-- Begin Article --

Solr - complete setup (update)

Joan Moreau jom at grosjo.net
Fri Jan 18 18:28:03 EET 2019


Yes, the " -property update.autoCreateFields -value false " seems
interesting 

However, we smash the created schema just after 

On 2019-01-14 23:25, Stephan Bosch wrote:

> Op 14/01/2019 om 07:44 schreef Joan Moreau via dovecot: 
> 
>> Hi Stephan,
>> 
>> What's up with that ?
>> 
>> Thank you so much
> 
> Working on it, somewhat anyway.
> 
> BTW, did you see this ? :
> 
> """
> $ sudo -u solr /opt/solr/bin/solr create -c dovecot
> WARNING: Using _default configset with data driven schema functionality. NOT RECOMMENDED for production use.

-- End Article --
-- Begin Supplied material --

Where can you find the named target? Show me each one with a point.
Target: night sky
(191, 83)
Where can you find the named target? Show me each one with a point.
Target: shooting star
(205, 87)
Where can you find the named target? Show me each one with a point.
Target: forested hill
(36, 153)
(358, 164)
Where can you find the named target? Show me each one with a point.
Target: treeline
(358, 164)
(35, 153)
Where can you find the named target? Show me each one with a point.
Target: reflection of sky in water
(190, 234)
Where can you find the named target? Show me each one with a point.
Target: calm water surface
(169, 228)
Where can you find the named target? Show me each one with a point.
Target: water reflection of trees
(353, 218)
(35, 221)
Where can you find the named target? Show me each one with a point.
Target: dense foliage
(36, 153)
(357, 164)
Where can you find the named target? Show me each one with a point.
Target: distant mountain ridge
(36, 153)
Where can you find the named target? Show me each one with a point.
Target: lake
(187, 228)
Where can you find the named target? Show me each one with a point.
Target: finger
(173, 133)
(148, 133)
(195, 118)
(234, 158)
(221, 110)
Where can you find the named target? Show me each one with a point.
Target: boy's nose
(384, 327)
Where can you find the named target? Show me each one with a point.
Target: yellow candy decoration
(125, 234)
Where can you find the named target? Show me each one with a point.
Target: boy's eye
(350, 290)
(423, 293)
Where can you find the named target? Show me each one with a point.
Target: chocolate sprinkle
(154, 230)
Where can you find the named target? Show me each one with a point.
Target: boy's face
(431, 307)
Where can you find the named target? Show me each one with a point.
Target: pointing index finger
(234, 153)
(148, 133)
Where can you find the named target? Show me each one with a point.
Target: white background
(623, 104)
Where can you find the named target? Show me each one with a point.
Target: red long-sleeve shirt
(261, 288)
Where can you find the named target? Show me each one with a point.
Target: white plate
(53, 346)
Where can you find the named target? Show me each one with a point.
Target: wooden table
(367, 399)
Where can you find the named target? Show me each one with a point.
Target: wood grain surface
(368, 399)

-- End Supplied material --

(Exercise requirements):
a) In the Solr message, retype the passage starting at "On 2019-01-14 23:25, Stephan" and ending at "it, somewhat anyway.".
b) According to the warning quoted in the Solr message, what is the _default configset with data driven schema functionality not recommended for?
c) List every date and time given in the Solr message.

(Task solutions):
a)
On 2019-01-14 23:25, Stephan Bosch wrote:

> Op 14/01/2019 om 07:44 schreef Joan Moreau via dovecot: 
> 
>> Hi Stephan,
>> 
>> What's up with that ?
>> 
>> Thank you so much
> 
> Working on it, somewhat anyway.

b) Production use.

c)
- Fri Jan 18 18:28:03 EET 2019
- 2019-01-14 23:25
- 14/01/2019 07:44